Reproduce the lines below word for word, leaving nothing out and changing nothing.

--- START OF Provided records ---

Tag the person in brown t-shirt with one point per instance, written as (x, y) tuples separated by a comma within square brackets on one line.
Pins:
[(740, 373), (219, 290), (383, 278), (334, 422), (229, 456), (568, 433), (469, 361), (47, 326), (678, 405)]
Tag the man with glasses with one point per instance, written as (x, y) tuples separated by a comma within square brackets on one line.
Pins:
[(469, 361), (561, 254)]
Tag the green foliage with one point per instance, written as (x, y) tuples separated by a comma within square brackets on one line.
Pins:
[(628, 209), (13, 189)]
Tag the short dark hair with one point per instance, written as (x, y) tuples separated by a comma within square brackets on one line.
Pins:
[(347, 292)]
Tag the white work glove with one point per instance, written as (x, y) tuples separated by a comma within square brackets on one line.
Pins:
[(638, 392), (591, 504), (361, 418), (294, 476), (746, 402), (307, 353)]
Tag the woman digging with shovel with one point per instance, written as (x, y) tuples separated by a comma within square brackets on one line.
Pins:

--- END OF Provided records ---

*Solution to this exercise*:
Tag the person in brown t-shirt with one point per instance, written as (x, y) tuples separated by a comma within square brackets on one line.
Pins:
[(740, 373), (219, 290), (383, 278), (334, 422), (229, 456), (568, 433), (469, 361), (47, 326), (678, 405)]
Tag the man with glasses with one point per instance, written as (x, y) tuples separated by a comma within square brackets on one line.
Pins:
[(469, 361), (561, 254)]
Tag the green foliage with one point per instance, written as (x, y) tuples separated by a comma within square brackets on one line.
Pins:
[(628, 209), (13, 189)]
Tag the short dark hair with one point per instance, written as (x, y) tuples separated by a comma within square brackets on one line.
Pins:
[(347, 292)]
Tag the white work glove with one point per instance, written as (x, y) tuples separated by a comma within square brackets on one line.
Pins:
[(638, 392), (591, 504), (361, 418), (294, 476), (746, 402), (307, 353)]
Tag the woman digging with shovel with one point per instance, written as (x, y) tuples separated by a comma within square brackets on one line.
Pins:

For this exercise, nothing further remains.